● **할 일**
아래 기록 가운데 "Target" 문자열이 들어 있는 줄을 모두 골라 한 줄도 빠짐없이 그대로 돌려주세요.

● **제공된 기록**
=-=-=-=-=

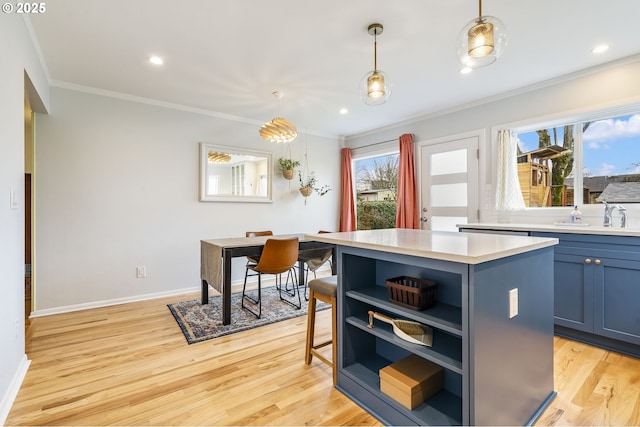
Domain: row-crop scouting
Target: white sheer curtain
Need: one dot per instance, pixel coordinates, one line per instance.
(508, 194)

=-=-=-=-=

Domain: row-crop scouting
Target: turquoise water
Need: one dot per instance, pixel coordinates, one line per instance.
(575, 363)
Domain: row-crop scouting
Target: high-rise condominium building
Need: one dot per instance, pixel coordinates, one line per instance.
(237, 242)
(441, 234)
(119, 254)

=-=-=-=-=

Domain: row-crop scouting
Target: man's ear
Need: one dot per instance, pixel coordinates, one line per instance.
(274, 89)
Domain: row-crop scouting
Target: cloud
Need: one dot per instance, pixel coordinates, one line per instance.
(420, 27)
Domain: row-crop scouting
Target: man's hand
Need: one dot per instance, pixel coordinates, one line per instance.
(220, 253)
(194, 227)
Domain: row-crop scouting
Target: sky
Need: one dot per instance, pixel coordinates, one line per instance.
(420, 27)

=-=-=-=-=

● **연습 답안**
Target: white sheer curtain
Target: turquoise water
Target: high-rise condominium building
Target: man's ear
Target: cloud
Target: man's hand
Target: sky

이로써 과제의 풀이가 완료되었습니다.